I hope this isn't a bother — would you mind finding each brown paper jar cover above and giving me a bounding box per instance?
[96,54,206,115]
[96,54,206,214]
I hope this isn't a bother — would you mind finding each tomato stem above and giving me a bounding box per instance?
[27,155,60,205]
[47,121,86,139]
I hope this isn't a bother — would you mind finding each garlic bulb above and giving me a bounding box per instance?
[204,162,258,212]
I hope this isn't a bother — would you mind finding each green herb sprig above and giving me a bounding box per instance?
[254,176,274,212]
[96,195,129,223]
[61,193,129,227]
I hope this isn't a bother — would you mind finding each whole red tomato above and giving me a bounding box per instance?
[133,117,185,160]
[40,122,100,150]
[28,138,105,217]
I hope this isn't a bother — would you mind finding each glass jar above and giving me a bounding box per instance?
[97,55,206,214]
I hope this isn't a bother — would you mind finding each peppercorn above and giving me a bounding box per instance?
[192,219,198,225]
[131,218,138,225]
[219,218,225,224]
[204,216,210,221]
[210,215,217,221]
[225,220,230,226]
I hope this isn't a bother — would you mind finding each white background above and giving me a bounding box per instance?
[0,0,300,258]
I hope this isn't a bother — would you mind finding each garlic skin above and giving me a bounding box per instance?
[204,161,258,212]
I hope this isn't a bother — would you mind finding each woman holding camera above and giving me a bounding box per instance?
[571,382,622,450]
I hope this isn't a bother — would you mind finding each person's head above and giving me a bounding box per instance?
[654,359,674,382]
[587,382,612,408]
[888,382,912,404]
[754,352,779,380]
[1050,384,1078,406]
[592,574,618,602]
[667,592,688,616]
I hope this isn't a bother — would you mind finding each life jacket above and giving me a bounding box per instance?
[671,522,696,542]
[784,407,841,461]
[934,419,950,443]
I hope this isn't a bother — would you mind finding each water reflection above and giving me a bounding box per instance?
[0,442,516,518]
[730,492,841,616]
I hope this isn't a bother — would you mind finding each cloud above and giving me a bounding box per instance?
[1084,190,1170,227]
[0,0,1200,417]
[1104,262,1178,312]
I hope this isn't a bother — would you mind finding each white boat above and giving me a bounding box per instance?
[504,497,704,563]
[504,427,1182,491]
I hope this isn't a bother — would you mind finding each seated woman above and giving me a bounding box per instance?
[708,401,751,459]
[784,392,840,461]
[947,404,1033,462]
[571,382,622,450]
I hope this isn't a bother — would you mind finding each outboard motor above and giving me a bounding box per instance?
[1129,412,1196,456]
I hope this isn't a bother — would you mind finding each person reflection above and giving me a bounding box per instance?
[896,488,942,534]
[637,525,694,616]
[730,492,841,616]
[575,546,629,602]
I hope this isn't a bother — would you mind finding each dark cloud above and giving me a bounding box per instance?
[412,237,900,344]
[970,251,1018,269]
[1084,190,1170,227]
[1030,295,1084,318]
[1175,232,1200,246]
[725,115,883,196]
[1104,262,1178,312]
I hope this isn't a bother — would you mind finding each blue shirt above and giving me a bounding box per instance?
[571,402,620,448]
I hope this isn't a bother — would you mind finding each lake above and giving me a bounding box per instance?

• Brief:
Copy out the rows above word for word, starting with the line containing "finding each dark" and continuing through the last line of the rows.

• Solution to this problem:
I hope this isn't a bother — would you mind finding each dark cloud above and giving me a bounding box per instance?
[412,237,900,344]
[970,251,1018,269]
[1084,190,1170,227]
[1030,295,1084,318]
[1175,232,1200,246]
[725,115,883,196]
[1104,262,1178,312]
I hope this isn't a bother — would you mind finding each blue shirt above and giving me a bounding box per instance?
[571,402,620,448]
I hope this isn't a bother — would you mind finding each lake above and giving me a bounding box per instance?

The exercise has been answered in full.